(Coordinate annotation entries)

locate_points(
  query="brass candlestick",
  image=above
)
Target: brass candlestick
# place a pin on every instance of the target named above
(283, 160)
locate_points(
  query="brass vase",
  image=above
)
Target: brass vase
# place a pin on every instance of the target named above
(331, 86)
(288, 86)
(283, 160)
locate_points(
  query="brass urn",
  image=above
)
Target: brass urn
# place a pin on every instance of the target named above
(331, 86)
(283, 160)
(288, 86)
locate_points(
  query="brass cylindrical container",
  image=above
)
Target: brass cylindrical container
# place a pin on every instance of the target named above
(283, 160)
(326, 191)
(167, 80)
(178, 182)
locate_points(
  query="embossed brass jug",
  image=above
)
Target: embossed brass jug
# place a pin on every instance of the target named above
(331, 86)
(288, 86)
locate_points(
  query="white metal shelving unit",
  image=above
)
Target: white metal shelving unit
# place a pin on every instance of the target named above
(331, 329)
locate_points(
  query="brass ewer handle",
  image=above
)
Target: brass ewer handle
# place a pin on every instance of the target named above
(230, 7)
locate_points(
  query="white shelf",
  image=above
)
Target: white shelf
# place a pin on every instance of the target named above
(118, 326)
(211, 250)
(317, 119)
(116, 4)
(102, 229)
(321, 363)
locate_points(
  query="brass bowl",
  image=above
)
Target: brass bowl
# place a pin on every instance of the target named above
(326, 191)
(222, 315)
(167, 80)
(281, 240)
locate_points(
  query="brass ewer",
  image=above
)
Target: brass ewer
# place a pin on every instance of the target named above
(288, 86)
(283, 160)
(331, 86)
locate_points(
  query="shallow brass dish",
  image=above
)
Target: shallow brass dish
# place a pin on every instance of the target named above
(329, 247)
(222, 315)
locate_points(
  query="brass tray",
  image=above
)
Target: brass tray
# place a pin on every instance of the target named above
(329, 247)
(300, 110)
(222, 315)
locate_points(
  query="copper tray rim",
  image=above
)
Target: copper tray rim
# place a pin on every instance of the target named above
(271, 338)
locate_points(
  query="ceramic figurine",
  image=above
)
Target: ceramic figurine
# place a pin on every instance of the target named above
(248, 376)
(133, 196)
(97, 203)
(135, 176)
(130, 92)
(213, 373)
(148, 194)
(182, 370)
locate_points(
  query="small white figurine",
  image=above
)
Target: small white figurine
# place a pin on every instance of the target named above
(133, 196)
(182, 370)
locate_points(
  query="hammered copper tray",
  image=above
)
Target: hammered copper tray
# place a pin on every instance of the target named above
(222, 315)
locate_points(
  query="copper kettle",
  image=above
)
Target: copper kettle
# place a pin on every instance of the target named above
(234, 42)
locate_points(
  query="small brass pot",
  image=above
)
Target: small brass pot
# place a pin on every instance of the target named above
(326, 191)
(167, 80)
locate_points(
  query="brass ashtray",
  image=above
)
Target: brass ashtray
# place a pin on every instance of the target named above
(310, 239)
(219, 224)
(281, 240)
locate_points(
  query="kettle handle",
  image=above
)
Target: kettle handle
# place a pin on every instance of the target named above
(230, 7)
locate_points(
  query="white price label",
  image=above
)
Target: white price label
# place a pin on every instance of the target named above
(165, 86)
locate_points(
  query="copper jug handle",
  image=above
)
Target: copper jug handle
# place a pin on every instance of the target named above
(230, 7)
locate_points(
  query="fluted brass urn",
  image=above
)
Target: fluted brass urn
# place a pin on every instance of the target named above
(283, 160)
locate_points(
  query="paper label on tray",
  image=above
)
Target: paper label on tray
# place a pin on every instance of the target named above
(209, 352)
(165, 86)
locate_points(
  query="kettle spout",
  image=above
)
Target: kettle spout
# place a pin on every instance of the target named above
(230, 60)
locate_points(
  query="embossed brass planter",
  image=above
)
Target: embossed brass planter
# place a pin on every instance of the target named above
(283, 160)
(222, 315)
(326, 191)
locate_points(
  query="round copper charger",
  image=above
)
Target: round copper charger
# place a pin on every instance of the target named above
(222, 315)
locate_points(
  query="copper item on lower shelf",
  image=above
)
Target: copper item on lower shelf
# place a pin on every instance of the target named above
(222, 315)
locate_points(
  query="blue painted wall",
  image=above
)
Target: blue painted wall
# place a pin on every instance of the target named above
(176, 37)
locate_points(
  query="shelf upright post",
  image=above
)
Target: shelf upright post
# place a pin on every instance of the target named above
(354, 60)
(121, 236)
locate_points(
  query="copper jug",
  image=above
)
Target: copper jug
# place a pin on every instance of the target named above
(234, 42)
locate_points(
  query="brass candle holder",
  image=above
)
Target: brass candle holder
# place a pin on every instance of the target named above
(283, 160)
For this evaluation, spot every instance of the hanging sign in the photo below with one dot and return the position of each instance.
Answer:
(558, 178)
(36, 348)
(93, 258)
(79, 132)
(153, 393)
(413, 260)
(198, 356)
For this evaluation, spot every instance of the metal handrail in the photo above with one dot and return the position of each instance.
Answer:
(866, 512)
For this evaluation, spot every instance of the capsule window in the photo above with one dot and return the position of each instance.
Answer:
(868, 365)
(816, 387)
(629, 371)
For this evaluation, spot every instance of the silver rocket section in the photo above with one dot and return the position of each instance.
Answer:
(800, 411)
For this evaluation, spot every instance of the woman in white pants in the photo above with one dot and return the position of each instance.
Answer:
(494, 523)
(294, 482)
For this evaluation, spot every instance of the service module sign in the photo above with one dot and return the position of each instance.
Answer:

> **Given instruction**
Extract exactly the lines between the line containing "For this evaluation, spot every instance of the metal" and the end of the data, including both.

> **Reply**
For this evaluation, spot every instance of the metal handrail in the photo above with one dot and return the position of each instance.
Answer:
(866, 512)
For this evaluation, spot every instance of the capsule window in the photo above with one dot and return the position of each instance.
Answer:
(868, 365)
(816, 387)
(629, 371)
For this evaluation, spot every instance of the silver rocket section in the photo above with one dot and return the position of each instance.
Answer:
(800, 411)
For this evaluation, spot every instance of the woman in white pants in the photo above with one dot and return the position of each instance.
Answer:
(494, 523)
(294, 482)
For this evaluation, spot every instance of the service module sign in the photo above with one dot and return the position of each instance.
Answer:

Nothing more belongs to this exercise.